_Texto fornecido_
O preço do novo pacote econômico de Guedes
O governo lança pacote de medidas para tentar reanimar a letárgica atividade econômica e também ajudar a levantar a combalida popularidade de Bolsonaro
Uma das qualidades do ministro da Economia, Paulo Guedes, é, sem dúvida, sua resiliência aliada à convicção de que tudo dará certo no final. Por isso, ele não abandona o governo, mesmo admitindo que sua biografia foi rasgada, e acha que seu legado entrará para a história. Para seus críticos, muitos que o conhecem desde o mercado financeiro, tal comportamento é motivado por uma visão distorcida da realidade, de quem confunde seus desejos com a vida prática. Na sexta-feira de Carnaval, 25, tal otimismo inveterado deu as graças — mais uma vez. Com o país se preparando para uma folia de pouca animação, ainda sob os efeitos da pandemia de Covid-19 e do conflito na Europa, ele comemorou o que considera um passo decisivo para reanimar a letárgica atividade econômica brasileira.
Naquela tarde pré-carnavalesca, o ministro anunciou o corte de 25% da alíquota do imposto sobre produtos industrializados (IPI), em uma tentativa de estimular o consumo e oferecer um alento à indústria, um dos setores mais afetados pelo desempenho ruim da economia. “Vamos cumprir a promessa de que o excesso de arrecadação vai ser usado para reduzir impostos”, escreveu Guedes em um grupo de WhatsApp, na madrugada de sábado. “Vamos reindustrializar o país, investindo pequena parte do superávit de janeiro.” Em suas mensagens, ele referia-se à arrecadação federal do primeiro mês do ano, que somou 235 bilhões de reais, alta de 18,3% em relação ao mesmo mês de 2021, descontada a inflação do período. Com a redução do IPI, o governo deixará de recolher cerca de 19 bilhões de reais em 2022, conta dividida entre a União, estados e municípios.

_Linhas do conjunto_
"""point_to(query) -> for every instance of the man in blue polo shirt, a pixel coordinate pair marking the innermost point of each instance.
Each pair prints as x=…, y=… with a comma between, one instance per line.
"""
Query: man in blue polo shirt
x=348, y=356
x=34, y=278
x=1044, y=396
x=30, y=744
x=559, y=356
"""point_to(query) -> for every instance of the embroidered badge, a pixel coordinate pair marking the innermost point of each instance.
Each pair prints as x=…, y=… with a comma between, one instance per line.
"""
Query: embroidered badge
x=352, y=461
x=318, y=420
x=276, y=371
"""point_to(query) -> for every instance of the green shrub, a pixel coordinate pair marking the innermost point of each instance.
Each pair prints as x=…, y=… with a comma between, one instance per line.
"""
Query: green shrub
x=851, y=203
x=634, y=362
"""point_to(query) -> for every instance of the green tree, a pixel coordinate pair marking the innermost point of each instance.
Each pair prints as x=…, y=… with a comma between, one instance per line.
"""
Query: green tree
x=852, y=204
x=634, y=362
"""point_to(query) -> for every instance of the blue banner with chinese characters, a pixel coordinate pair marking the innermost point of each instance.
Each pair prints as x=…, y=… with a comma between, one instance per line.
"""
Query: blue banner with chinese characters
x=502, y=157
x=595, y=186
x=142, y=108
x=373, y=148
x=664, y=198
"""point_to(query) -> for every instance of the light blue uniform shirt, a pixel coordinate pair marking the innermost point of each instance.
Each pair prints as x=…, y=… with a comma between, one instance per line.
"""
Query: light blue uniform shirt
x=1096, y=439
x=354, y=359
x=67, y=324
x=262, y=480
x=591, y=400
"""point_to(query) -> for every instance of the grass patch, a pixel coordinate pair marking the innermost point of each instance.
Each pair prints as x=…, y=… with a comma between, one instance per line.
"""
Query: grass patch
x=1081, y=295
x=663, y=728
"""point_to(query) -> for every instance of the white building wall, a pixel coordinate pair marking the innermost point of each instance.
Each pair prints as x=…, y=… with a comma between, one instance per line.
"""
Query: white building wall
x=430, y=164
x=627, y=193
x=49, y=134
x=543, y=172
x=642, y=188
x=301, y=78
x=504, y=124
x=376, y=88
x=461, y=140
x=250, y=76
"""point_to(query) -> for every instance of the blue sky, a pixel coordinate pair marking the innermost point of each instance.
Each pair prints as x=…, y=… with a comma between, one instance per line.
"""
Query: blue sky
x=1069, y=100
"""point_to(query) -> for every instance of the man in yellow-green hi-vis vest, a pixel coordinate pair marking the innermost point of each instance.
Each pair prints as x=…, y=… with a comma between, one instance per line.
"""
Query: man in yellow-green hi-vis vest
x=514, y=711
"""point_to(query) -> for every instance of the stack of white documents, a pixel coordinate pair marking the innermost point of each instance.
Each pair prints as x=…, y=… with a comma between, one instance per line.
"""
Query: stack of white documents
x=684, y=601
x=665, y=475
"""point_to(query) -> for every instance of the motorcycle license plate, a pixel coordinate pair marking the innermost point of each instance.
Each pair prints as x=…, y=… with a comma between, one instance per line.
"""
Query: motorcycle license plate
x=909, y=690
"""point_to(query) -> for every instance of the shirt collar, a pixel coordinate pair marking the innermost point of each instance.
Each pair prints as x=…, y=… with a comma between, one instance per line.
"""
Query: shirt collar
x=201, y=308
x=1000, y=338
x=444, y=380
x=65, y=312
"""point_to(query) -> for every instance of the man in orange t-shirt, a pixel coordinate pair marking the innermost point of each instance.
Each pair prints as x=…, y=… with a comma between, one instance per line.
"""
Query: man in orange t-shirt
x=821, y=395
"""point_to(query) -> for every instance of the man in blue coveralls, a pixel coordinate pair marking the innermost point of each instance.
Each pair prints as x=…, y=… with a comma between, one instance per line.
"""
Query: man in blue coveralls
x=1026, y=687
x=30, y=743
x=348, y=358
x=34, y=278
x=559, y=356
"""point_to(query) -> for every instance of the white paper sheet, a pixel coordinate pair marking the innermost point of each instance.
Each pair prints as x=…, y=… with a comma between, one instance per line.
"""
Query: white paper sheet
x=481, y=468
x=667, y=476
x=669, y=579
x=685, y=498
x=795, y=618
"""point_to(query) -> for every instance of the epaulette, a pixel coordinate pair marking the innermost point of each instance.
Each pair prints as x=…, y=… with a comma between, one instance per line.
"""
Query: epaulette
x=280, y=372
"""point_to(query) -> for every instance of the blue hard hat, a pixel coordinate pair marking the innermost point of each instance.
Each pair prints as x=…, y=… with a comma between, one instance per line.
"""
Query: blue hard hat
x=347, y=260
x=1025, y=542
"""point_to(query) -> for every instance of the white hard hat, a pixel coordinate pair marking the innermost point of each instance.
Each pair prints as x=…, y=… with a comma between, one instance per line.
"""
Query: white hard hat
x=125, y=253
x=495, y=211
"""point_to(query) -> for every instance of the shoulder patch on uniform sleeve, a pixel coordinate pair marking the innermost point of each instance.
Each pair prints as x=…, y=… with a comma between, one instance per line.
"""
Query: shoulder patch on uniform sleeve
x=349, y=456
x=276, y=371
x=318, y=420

_Tarefa_
Segundo o texto sobre o pacote econômico de Guedes, quanto o governo deixará de recolher em 2022 com a redução do IPI?

_Resultado da tarefa_
Cerca de 19 bilhões de reais, conta dividida entre a União, estados e municípios.